▶ **Extract**
+--

Snakes, wigs and spandex, oh my! Hairball's costumed rockers ready for State Fair close-up

After dragging its wigs, spandex and snake across the Midwest, Minnesota's hardworking hard-rock tribute band is ready for its State Fair close-up.

August 31, 2018 at 3:26PM
Top row, left to right: Hairball's Kris Vox as Dee Snider of Twisted Sister, Bobby Jensen as Alice Cooper and as Gene Simmons of Kiss. Bottom row: Vox as Freddie Mercury, Prince and Joe Elliott of Def Leppard.
Top row, left to right: Hairball's Kris Vox as Dee Snider of Twisted Sister, Bobby Jensen as Alice Cooper and as Gene Simmons of Kiss. Bottom row: Vox as Freddie Mercury, Prince and Joe Elliott of Def Leppard. (The Minnesota Star Tribune)

BRAINERD, Minn. – As a giant bonfire burned in the distance and tombstones and zombies lined the stage, it looked like the end of the world was nigh. It was just the end of another Hairball gig, though, in another part of the Upper Midwest not often visited by touring rock bands.

While his fellow vocalist Joe Dandy hollered expletives at the Brainerd International Raceway crowd in a fake British accent (pretending to be Ozzy Osbourne), Bobby "Rockstar Bob" Jensen emerged from the band's semitrailer wearing Alice Cooper makeup and a real, slithering Burmese python named Bubbles around his neck.

+--

▶ **Material supplied**
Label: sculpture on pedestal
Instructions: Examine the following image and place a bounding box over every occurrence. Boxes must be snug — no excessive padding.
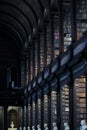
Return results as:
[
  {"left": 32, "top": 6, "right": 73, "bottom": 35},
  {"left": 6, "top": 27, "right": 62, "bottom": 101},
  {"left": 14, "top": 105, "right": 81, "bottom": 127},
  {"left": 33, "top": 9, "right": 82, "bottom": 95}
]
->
[
  {"left": 37, "top": 125, "right": 41, "bottom": 130},
  {"left": 80, "top": 120, "right": 87, "bottom": 130},
  {"left": 53, "top": 122, "right": 58, "bottom": 130},
  {"left": 44, "top": 123, "right": 48, "bottom": 130},
  {"left": 10, "top": 121, "right": 15, "bottom": 128},
  {"left": 64, "top": 122, "right": 70, "bottom": 130},
  {"left": 32, "top": 126, "right": 35, "bottom": 130},
  {"left": 27, "top": 126, "right": 30, "bottom": 130},
  {"left": 23, "top": 126, "right": 26, "bottom": 130},
  {"left": 19, "top": 127, "right": 22, "bottom": 130}
]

+--

▶ **What you will do**
A. Reproduce the passage of the Hairball article from "After dragging its" to "Minnesota Star Tribune)" word for word.
B. Carry on the article about the Hairball tribute band, starting after its last sentence.

▶ **Responses per task**
A.
After dragging its wigs, spandex and snake across the Midwest, Minnesota's hardworking hard-rock tribute band is ready for its State Fair close-up.

August 31, 2018 at 3:26PM
Top row, left to right: Hairball's Kris Vox as Dee Snider of Twisted Sister, Bobby Jensen as Alice Cooper and as Gene Simmons of Kiss. Bottom row: Vox as Freddie Mercury, Prince and Joe Elliott of Def Leppard.
Top row, left to right: Hairball's Kris Vox as Dee Snider of Twisted Sister, Bobby Jensen as Alice Cooper and as Gene Simmons of Kiss. Bottom row: Vox as Freddie Mercury, Prince and Joe Elliott of Def Leppard. (The Minnesota Star Tribune)

B.
Getting that live reptilia, Jensen claims, was crucial in turning Hairball from a kitschy cover band into one of Minnesota's most successful rock acts.

"Using a rubber snake was just too silly," he said.

A former orphan who told people as early as age 5 that he wanted to be a rock star, Jensen proudly beamed, "This is the kind of entertaining rock show people are missing these days."

The rowdy, multigenerational crowd at the Brainerd raceway two weekends ago certainly seemed thrilled with Hairball's wig- and pyro-filled, post-race performance. Raceway staff said it was the biggest audience they'd seen in years in the track's concert ring, around 3,000 strong.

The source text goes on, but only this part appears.